> [Selected extract]:
--- START ---

Posted 7/10/2005 4:58 PM (GMT -8)
G’day Williamm1985.
Thanks for that.
Be assured, I am not going to order the book or the ‘elixir’. If I reject what the doctor orders on the grounds that I have no confidence in it I’m hardly likely to spend money on unknown substances or quack philosophies available on the internet!
I note your statement that “I also have CFS.” I myself don’t claim to have CFS, just a number of symptoms that are part of a bundle presently conveniently swept together by the medical profession under a carpet called CFS , and would like to know how you are so certain you do ‘have’ it. Because your doctor told you?
Here are a couple of stories. Check the facts if you don’t believe me.
Ancient Rome was ‘plagued’ by an illness that seemed to affect everyone regardless of age, wealth or status. Its symptoms were anaemia, weakness, constipation, stomach pain, lassitude and often a paralysis of the wrists and ankles. (CFS, anyone?) Roman physicians blamed it on ‘noxious vapours’ from the River Tiber and could only prescribe a spell in the countryside away from the river which often did temporarily alleviate the symptoms of those able to leave the city for such spells and so seemed to confirm the diagnosis. In fact the Romans used lead to make pipes for the city’s water supply (“plumbing” comes from the latin for lead, plumbum) and the cause of the illness was almost certainly widespread, chronic lead poisoning which no-one then knew anything about.

--- END ---

> [Required work]:
1 – Decide whether each statement agrees with the post, answering yes or no and quoting the words of the post that settle it. (a) The writer plans to order the book. (b) The writer claims to have CFS. (c) Roman physicians blamed the illness on vapors from the River Tiber.
2 – According to the post, what Latin word does "plumbing" come from?

Collected data:
--- START ---

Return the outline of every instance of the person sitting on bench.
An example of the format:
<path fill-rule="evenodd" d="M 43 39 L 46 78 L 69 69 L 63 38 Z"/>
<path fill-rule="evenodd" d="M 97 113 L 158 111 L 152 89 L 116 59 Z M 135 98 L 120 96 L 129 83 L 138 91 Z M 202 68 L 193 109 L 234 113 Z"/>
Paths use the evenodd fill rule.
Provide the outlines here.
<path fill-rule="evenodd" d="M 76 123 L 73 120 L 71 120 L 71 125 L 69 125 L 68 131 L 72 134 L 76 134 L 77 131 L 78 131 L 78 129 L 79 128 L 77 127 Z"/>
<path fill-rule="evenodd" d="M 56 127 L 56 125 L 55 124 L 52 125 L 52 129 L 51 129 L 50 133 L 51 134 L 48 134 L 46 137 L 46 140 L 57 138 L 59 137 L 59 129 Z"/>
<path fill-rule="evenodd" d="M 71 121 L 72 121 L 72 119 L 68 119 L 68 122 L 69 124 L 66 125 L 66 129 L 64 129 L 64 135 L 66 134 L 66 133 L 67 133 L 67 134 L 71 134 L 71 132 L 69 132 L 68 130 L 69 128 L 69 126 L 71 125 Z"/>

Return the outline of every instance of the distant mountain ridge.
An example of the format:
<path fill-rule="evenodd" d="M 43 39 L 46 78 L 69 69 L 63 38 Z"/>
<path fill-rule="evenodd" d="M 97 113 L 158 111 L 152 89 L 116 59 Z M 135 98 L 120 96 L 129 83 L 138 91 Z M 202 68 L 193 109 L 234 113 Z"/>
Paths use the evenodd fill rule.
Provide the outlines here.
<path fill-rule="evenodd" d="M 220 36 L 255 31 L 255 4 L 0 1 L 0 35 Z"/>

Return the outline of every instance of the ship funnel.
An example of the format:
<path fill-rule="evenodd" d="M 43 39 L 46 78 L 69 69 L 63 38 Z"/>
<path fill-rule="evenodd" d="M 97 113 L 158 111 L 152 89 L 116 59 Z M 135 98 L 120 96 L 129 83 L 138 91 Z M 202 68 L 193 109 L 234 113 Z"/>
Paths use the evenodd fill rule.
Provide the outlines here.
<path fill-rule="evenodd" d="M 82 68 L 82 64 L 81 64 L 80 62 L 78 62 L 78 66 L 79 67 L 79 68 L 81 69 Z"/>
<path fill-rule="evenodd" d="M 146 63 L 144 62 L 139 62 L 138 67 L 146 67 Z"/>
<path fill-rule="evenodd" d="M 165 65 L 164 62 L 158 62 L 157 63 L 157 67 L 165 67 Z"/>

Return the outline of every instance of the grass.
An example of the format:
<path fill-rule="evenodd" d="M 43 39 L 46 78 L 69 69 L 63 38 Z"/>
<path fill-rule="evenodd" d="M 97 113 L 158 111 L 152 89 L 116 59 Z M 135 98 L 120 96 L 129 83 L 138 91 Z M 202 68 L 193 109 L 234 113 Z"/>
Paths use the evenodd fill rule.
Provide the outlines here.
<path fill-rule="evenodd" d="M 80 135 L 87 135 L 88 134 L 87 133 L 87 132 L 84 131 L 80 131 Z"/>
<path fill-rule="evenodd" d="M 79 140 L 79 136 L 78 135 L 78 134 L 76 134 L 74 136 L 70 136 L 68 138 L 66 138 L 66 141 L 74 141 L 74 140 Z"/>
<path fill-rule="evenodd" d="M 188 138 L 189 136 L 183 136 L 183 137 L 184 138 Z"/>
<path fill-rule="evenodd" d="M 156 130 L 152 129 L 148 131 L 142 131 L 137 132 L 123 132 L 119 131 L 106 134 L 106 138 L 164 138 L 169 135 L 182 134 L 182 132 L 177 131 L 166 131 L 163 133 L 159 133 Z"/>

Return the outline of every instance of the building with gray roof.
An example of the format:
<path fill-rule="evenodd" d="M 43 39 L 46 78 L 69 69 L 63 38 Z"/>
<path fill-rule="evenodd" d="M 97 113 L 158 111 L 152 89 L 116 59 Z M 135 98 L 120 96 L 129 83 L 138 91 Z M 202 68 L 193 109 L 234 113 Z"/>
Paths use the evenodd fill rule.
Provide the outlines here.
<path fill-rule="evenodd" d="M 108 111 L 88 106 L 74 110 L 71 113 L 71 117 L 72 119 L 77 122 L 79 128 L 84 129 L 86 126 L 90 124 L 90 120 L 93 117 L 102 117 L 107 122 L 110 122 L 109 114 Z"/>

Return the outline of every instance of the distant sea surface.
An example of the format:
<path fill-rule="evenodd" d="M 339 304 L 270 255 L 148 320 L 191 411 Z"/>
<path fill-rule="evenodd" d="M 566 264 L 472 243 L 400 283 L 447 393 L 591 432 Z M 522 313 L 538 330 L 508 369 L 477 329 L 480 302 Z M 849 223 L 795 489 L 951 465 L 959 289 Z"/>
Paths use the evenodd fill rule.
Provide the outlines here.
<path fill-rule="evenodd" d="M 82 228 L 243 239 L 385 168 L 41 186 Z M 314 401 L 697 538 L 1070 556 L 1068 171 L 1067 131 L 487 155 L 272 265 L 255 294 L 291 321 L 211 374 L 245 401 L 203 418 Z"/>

--- END ---

> [Numbered responses]:
1 –
(a) No: "Be assured, I am not going to order the book or the ‘elixir’."
(b) No: "I myself don’t claim to have CFS"
(c) Yes: "Roman physicians blamed it on ‘noxious vapours’ from the River Tiber"

2 – Plumbum, the Latin for lead.